_PROVIDED TEXT_.
▼▼▼

Oliver Sacks was born in 1933 in London, England (both of his parents were physicians) and earned his medical degree at Queen's College, Oxford. In the early 1960s, he moved to the United States and completed an internship in San Francisco and a residency in neurology at UCLA. Since 1965, he has lived in New York. He is currently Professor of Clinical Neurology and Psychiatry at Columbia University.
In 1966 Dr. Sacks began working as a consulting neurologist for Beth Abraham Hospital, a chronic care facility in the Bronx where he encountered an extraordinary group of patients, many of whom had spent decades in strange, frozen states, like human statues, unable to initiate movement. He recognized these patients as survivors of the great pandemic of sleepy sickness that had swept the world from 1916 to 1927, and treated them with a then-experimental drug, L-dopa, which enabled them to come back to life. They became the subjects of his second book, Awakenings (1973), which later inspired a play by Harold Pinter ("A Kind of Alaska ") and the Oscar-nominated Hollywood movie, "Awakenings," with Robert De Niro and Robin Williams.

▲▲▲

_APPLY WHAT YOU READ_.
• A. According to the Oliver Sacks biography, what drug did Sacks use to treat the patients he encountered at Beth Abraham Hospital?
• B. Carry on writing the Oliver Sacks biography, picking up right after its last sentence.

_PROVIDED DATA_.
▼▼▼

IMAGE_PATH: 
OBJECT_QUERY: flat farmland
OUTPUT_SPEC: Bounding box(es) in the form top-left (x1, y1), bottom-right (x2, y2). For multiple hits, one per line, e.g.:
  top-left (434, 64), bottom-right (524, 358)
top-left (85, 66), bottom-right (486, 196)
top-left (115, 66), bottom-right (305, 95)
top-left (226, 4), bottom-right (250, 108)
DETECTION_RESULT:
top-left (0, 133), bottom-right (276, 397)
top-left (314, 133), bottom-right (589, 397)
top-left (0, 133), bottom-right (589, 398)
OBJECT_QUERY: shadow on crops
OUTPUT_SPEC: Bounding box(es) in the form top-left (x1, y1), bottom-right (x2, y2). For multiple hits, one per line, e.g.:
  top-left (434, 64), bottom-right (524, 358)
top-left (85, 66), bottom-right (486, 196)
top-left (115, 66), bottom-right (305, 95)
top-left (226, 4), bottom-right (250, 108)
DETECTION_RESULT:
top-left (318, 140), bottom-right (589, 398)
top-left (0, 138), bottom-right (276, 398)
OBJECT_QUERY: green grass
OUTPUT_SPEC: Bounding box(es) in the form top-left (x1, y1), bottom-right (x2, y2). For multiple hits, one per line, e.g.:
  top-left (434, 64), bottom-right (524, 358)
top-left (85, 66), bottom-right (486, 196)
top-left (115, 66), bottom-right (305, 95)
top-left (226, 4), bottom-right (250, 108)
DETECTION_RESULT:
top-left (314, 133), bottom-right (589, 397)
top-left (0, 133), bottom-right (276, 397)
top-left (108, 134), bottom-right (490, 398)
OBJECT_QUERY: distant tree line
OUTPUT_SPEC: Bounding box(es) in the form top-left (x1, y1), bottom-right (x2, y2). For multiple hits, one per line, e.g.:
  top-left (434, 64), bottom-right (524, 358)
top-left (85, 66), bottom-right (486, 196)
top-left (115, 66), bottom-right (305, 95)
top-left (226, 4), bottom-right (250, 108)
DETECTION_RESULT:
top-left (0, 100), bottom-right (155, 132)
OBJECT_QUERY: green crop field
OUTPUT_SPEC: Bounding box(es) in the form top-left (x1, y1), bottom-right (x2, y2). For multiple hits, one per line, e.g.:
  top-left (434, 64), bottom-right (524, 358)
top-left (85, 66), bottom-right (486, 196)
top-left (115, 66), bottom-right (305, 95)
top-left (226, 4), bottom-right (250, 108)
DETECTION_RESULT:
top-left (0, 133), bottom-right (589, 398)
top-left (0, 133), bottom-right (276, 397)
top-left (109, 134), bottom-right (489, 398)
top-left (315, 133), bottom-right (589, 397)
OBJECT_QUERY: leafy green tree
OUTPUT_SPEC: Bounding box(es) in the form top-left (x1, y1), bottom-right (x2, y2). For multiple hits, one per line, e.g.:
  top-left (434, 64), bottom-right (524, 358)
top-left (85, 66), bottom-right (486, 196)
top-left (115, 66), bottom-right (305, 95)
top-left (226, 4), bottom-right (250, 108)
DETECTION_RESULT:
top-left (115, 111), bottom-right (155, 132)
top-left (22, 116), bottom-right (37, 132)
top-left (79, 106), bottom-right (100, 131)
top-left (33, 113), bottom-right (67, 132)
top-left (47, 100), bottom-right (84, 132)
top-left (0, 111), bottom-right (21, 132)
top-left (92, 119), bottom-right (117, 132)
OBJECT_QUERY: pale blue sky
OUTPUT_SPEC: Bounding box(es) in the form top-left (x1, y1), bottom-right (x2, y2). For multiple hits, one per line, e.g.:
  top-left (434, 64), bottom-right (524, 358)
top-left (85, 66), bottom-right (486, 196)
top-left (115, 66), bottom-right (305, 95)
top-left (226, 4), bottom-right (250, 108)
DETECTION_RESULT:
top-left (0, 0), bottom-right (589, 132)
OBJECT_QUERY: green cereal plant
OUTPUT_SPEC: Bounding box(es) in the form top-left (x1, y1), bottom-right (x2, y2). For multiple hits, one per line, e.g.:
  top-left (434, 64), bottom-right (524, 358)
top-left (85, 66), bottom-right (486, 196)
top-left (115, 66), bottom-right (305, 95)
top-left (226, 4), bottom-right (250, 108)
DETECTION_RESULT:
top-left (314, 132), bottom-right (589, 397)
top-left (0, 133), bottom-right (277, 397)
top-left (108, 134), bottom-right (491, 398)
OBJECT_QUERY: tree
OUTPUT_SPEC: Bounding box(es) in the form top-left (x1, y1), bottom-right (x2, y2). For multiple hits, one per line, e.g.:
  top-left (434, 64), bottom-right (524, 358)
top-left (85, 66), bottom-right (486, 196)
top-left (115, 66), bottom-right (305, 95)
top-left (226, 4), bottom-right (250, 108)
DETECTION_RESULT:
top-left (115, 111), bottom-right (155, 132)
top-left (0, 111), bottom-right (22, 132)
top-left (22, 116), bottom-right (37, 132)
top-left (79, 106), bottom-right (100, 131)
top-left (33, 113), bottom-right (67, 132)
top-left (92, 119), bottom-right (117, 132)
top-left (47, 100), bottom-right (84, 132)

▲▲▲

_RESPONSES_.
• A. L-dopa, which was then experimental.

• B.
Dr. Sacks is perhaps best known for his 1985 collection of case histories from the far borderlands of neurological experience, The Man Who Mistook His Wife for a Hat , in which he describes patients struggling to live with conditions ranging from Tourette's Syndrome to autism, parkinsonism, musical hallucination, phantom limb syndrome, schizophrenia, retardation and Alzheimer's disease. (This book later inspired a dramatic work by Peter Brook, "L'Homme Qui. . . .)
As a physician and a writer, Oliver Sacks is concerned above all with the ways in which individuals survive and adapt to different neurological diseases and conditions, and what this experience can tell us about the human brain and mind. His books exploring these themes have been bestsellers around the world and are used widely in universities in courses on neuroscience, writing, ethics, philosophy and sociology. They have served as the inspiration for artists working in forms as varied as poetry, essay, documentary, drama, painting, dance, cinema and fiction.
In 1989, Dr. Sacks received a Guggenheim Fellowship for his work on what he calls the "neuroanthropology" of Tourette's syndrome, a condition marked by involuntary tics and utterances, and how its symptoms can be perceived differently in different cultures.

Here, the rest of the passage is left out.